(Exercise materials begins)

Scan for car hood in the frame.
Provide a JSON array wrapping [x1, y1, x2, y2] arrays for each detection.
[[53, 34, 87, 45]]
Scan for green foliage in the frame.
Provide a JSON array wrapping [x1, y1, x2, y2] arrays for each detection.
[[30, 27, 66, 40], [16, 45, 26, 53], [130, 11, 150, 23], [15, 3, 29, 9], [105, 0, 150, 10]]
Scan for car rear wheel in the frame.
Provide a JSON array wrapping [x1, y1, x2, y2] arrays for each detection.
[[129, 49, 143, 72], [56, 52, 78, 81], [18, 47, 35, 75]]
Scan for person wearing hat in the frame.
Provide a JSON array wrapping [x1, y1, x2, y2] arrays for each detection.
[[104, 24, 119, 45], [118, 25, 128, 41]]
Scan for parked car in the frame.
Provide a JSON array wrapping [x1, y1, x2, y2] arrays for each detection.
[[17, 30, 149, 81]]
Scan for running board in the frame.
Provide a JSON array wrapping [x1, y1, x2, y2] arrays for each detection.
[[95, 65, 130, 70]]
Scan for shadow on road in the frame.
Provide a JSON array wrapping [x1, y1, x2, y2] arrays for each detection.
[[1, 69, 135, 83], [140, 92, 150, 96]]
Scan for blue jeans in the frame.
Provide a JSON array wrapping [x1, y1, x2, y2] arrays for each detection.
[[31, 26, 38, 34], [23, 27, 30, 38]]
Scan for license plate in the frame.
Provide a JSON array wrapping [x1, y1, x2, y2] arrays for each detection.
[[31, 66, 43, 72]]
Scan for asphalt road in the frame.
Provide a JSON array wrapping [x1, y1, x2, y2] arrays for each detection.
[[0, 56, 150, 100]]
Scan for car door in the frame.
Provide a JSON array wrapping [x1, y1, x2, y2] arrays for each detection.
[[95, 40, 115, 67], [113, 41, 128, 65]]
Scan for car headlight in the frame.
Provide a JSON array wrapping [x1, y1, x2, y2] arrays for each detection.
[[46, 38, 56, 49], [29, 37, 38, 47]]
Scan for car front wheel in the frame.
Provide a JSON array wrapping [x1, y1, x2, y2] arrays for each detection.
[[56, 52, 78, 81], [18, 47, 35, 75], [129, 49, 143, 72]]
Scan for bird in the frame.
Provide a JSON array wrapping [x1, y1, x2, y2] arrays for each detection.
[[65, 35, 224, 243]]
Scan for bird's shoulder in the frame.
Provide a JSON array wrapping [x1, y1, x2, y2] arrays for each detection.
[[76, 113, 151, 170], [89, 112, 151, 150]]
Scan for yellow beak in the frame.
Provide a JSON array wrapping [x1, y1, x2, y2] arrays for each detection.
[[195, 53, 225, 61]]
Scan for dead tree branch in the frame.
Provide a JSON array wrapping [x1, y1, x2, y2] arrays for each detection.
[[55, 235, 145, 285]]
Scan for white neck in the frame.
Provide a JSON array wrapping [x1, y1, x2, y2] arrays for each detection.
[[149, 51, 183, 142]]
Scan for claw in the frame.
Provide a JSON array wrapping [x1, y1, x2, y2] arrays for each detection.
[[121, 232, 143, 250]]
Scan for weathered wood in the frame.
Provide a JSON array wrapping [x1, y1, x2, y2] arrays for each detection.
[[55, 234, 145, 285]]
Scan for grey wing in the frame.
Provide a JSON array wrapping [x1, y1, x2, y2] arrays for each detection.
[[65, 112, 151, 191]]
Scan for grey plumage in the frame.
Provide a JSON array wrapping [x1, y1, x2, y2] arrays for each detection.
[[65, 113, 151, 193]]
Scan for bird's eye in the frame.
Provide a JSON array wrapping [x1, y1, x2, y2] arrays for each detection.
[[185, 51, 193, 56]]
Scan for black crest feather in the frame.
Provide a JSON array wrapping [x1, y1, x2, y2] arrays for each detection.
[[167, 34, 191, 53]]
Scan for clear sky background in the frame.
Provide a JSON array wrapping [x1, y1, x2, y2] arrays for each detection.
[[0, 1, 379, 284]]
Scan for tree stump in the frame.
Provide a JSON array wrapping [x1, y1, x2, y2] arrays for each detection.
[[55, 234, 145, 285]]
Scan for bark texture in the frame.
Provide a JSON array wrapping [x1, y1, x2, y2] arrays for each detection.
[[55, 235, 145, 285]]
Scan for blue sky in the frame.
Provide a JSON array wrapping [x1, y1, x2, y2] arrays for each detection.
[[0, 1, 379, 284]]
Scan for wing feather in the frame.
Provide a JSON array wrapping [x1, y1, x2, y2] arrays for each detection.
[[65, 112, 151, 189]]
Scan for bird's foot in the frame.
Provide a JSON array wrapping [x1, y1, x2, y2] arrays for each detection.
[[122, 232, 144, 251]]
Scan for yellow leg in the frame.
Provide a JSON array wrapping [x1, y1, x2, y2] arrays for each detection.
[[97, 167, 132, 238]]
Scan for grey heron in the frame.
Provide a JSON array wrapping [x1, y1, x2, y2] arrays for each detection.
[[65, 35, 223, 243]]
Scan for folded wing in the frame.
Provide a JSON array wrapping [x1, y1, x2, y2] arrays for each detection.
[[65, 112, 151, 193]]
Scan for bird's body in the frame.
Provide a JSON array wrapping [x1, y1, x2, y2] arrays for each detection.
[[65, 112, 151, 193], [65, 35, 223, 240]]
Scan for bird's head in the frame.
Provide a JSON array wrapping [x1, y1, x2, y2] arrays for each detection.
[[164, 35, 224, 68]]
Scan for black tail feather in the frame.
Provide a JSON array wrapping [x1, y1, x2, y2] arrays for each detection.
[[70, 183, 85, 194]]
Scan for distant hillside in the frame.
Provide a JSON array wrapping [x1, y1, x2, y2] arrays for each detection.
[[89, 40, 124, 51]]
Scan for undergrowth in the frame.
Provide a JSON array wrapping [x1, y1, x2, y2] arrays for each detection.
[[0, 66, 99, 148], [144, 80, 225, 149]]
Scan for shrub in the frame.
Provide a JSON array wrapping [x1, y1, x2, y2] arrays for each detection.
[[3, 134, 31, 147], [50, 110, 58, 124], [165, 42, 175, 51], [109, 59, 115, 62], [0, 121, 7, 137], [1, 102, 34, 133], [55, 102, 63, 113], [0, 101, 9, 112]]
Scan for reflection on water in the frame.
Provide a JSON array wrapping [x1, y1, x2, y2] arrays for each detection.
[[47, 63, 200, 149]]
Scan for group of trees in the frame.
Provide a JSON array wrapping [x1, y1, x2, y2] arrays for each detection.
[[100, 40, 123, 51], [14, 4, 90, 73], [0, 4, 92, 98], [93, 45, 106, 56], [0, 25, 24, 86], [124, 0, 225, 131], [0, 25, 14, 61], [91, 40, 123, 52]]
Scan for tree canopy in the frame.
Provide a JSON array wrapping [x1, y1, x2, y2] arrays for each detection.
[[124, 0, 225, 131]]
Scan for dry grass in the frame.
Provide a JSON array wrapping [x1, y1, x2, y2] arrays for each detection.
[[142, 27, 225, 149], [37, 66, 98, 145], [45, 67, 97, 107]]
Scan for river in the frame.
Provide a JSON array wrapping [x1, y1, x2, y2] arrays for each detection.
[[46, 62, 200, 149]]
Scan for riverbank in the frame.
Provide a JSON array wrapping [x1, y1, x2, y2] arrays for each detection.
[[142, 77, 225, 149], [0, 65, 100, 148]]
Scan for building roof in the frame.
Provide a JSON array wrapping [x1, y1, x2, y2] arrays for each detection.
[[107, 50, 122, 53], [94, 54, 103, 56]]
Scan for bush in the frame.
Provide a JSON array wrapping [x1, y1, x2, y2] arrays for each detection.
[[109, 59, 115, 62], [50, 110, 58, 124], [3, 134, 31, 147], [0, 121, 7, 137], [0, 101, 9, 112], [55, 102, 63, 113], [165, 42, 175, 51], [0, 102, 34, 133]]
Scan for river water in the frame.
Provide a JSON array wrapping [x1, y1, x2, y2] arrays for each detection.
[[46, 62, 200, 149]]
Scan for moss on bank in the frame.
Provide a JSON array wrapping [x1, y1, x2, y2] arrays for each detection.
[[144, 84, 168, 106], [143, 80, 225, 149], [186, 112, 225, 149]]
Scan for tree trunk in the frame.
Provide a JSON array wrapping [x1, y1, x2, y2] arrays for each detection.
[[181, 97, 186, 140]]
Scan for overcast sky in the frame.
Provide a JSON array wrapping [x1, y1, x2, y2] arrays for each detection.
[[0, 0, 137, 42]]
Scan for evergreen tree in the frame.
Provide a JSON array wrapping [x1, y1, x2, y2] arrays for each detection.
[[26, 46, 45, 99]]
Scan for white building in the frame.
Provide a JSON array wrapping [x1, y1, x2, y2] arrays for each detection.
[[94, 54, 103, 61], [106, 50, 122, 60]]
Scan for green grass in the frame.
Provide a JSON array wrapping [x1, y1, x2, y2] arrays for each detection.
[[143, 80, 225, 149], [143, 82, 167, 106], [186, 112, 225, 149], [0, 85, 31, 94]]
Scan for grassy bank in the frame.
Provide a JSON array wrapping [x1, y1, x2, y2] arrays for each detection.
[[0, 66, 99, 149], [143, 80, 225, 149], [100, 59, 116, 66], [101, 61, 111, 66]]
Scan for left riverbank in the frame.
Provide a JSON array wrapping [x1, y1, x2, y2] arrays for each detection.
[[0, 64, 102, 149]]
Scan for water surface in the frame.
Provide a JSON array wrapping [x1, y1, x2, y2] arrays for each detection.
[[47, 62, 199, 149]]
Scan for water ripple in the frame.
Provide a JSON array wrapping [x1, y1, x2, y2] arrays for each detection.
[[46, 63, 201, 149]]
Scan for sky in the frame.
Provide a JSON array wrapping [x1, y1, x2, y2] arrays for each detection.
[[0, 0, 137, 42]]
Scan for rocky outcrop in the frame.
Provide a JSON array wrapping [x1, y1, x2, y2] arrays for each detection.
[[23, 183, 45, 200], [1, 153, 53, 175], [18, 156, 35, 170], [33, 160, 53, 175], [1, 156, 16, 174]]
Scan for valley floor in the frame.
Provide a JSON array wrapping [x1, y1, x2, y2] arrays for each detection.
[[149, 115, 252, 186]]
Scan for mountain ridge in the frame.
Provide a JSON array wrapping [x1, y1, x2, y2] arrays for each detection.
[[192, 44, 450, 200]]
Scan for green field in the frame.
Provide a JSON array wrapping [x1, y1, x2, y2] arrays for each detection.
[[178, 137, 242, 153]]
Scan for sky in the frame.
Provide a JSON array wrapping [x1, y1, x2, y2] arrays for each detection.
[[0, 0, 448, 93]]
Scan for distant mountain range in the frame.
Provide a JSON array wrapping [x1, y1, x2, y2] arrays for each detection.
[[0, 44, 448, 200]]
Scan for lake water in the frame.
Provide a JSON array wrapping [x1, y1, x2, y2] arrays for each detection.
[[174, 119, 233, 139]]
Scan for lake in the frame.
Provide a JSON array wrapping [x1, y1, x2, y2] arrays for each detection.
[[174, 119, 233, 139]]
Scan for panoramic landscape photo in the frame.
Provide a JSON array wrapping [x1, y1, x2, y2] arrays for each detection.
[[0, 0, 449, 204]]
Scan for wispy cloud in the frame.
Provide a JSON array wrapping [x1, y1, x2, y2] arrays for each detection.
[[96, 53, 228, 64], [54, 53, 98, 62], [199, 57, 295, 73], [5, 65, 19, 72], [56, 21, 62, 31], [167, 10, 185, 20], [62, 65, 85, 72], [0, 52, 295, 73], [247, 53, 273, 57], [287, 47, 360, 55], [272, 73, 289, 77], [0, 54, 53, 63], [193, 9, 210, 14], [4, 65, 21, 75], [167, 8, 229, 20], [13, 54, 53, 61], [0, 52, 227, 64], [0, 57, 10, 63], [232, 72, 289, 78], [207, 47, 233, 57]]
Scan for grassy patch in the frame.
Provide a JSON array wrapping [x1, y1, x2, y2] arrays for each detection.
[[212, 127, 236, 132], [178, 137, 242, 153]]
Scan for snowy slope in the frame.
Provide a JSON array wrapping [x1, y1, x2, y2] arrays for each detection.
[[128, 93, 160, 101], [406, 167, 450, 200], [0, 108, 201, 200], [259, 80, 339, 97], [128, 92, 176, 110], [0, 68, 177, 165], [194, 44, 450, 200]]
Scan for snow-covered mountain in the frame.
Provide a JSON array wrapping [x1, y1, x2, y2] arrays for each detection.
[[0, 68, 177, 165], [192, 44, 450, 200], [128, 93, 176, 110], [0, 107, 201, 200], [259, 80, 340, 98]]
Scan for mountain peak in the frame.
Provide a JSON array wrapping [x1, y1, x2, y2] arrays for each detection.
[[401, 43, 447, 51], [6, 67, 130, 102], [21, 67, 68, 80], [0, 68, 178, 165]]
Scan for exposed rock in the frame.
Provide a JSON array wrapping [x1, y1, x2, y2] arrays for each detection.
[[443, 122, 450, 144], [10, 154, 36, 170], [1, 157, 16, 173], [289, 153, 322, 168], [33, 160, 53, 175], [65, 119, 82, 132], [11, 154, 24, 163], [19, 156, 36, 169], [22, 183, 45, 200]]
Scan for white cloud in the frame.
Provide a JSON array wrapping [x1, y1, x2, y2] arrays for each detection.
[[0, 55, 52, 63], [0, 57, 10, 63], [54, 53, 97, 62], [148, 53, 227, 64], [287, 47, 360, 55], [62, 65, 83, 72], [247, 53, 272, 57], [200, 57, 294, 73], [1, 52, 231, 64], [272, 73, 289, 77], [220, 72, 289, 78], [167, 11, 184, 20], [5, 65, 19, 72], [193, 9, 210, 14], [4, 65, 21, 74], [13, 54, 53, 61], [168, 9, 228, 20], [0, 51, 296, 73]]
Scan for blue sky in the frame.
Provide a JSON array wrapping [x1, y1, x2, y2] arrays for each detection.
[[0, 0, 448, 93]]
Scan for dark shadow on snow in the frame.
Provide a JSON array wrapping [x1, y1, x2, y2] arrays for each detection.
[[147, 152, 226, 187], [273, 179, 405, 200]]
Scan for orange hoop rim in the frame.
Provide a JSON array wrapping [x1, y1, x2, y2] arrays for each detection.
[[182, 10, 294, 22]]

(Exercise materials ends)

§ What this task involves
If a line in the entries above has the word "wing", copy it.

§ Written solution
Scan for grey wing in the frame.
Scan for wing feather in the frame.
Scan for folded wing in the frame.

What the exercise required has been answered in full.